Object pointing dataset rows
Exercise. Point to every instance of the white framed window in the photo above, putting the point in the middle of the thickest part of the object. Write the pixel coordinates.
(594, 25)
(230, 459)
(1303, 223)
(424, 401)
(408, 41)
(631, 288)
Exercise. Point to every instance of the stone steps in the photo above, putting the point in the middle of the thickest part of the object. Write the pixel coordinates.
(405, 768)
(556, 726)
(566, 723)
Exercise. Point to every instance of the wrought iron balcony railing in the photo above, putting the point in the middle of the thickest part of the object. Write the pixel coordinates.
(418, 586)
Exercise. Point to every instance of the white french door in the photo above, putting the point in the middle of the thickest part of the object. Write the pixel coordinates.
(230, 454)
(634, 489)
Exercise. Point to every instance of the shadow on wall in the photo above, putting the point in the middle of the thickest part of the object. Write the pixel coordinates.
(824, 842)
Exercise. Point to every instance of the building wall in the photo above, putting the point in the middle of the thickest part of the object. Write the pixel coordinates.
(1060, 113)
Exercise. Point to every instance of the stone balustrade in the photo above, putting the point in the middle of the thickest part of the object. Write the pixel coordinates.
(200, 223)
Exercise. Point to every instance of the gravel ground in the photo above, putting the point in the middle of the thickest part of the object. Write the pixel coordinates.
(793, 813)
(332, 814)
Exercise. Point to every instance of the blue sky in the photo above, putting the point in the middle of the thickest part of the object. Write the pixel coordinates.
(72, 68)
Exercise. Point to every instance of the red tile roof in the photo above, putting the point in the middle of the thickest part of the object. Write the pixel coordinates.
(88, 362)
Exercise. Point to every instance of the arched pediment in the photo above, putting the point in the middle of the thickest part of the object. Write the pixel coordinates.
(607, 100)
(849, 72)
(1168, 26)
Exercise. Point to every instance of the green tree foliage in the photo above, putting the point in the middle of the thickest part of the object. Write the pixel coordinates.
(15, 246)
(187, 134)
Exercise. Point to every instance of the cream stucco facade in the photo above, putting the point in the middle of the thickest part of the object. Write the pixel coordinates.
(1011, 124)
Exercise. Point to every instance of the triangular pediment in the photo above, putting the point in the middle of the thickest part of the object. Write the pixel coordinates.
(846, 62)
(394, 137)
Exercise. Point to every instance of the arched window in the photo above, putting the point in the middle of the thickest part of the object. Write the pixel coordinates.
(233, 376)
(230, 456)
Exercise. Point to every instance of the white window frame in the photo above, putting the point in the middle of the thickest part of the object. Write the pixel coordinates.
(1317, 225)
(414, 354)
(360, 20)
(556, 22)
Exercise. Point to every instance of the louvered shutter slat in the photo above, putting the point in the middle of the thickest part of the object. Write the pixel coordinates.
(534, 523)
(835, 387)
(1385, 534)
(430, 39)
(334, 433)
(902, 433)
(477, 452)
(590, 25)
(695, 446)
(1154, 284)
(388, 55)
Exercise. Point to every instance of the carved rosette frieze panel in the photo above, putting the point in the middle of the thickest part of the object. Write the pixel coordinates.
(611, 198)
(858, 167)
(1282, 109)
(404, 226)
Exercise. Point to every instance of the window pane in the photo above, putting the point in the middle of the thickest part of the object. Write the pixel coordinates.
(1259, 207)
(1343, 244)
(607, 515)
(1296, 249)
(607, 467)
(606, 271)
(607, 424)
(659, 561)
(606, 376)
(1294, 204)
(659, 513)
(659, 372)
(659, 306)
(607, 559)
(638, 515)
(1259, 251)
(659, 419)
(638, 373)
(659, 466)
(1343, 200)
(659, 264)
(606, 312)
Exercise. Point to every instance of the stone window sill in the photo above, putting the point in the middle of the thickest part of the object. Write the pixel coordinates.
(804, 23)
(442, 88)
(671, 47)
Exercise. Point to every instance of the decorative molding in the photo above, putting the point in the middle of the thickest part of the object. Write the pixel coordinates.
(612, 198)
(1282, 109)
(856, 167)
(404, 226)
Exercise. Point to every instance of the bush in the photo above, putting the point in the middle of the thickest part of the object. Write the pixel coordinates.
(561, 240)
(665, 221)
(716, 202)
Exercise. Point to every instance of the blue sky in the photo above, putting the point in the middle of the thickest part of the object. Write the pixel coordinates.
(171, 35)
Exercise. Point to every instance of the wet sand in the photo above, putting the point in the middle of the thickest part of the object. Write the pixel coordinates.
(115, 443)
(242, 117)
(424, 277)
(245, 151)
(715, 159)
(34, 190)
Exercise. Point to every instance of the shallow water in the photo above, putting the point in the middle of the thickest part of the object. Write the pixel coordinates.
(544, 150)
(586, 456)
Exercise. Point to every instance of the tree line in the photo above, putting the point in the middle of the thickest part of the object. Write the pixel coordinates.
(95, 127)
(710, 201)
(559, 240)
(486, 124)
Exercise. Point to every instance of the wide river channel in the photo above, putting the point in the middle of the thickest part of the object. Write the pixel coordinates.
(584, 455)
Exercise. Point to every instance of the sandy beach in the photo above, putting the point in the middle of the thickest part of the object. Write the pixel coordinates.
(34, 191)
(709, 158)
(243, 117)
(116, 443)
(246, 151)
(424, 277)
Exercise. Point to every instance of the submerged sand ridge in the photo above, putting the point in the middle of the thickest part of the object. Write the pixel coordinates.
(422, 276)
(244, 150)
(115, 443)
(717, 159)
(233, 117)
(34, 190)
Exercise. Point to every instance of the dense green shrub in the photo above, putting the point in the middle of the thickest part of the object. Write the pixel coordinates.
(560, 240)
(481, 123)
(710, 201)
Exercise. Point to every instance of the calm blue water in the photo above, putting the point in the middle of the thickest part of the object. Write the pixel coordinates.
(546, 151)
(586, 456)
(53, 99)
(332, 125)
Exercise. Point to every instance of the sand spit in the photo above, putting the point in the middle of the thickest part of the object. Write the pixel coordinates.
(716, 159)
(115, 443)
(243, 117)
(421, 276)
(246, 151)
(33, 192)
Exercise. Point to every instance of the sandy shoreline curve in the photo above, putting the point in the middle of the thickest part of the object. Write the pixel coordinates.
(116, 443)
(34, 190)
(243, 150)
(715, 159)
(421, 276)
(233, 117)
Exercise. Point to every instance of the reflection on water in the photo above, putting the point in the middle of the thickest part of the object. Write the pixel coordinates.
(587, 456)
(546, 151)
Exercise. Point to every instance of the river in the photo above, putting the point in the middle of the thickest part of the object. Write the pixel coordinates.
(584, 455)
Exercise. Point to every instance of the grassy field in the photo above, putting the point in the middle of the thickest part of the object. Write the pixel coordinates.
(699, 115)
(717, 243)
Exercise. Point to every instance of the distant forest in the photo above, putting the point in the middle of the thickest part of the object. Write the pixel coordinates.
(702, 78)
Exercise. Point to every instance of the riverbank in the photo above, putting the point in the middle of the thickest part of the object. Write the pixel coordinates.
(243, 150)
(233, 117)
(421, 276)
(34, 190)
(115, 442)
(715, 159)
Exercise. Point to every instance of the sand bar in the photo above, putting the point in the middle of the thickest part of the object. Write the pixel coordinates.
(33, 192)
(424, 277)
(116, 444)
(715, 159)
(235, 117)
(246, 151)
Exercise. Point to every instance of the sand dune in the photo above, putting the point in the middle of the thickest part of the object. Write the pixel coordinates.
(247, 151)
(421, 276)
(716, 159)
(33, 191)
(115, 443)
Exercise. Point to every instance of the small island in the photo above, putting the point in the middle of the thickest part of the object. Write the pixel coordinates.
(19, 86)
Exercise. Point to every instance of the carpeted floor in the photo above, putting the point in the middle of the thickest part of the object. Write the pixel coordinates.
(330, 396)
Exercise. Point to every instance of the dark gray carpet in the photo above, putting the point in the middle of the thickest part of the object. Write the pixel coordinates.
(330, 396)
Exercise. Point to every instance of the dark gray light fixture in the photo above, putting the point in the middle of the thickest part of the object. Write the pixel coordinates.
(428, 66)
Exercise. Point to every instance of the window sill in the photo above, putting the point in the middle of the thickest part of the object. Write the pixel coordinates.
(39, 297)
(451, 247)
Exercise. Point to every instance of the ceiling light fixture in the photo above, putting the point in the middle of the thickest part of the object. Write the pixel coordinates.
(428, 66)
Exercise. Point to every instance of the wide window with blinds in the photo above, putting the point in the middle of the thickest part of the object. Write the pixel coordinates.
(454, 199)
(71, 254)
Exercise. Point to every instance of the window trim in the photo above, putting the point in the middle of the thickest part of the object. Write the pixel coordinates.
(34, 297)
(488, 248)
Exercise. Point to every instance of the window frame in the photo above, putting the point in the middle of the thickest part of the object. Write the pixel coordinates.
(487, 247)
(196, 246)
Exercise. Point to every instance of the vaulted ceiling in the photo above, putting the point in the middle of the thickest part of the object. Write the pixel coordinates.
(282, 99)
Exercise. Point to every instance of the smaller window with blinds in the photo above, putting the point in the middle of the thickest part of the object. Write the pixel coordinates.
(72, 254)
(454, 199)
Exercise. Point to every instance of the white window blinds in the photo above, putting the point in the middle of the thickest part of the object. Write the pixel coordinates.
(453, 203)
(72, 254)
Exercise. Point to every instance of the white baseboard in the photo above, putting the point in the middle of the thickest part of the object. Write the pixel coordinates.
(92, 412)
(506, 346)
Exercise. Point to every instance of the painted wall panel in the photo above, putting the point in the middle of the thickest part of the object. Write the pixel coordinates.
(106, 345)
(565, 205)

§ WHAT IS NEEDED:
Find the line containing "Exercise. Point to every instance of the wide window". Reproduce it exactly, along with every line after it through the last.

§ EXERCISE SOLUTION:
Exercise. Point to every instance of the wide window with blinds in the photo above, putting the point in the middle of the thickest part of the object. Write the pixel coordinates.
(454, 199)
(71, 254)
Exercise. Point to every instance of the window trim in the photo above, putting the point in the middle of the thickest part of the object. Write the pixel coordinates.
(34, 297)
(488, 248)
Exercise. Point to every instance of the window frame in the photo above, putting the point in the middle of the thickest part of the object. Write the pixel coordinates.
(487, 247)
(196, 246)
Exercise. Point to every instance of the vaulted ceiling in the photo above, putting the point in the middle of the thickest part of the object. Write the pixel coordinates.
(282, 99)
Exercise. Point to every instance of the smaller window with blinds in the photo above, putting the point in the middle of the thickest part of the object. Write the pixel coordinates.
(72, 254)
(454, 199)
Exercise. Point to every instance of the white window blinds in the photo above, putting the point in the middle of the thickest part of the object. Write the pixel coordinates.
(453, 203)
(72, 254)
Exercise. Point to every instance of the white baseboard in the photo above, putting the point in the middle of the thickest part of the object. Write the pixel coordinates.
(92, 412)
(506, 346)
Exercise. Point to every instance of the painted wall panel in the photo above, putting the point in the middle of the thickest part of the object. Write the pixel coordinates.
(106, 345)
(565, 205)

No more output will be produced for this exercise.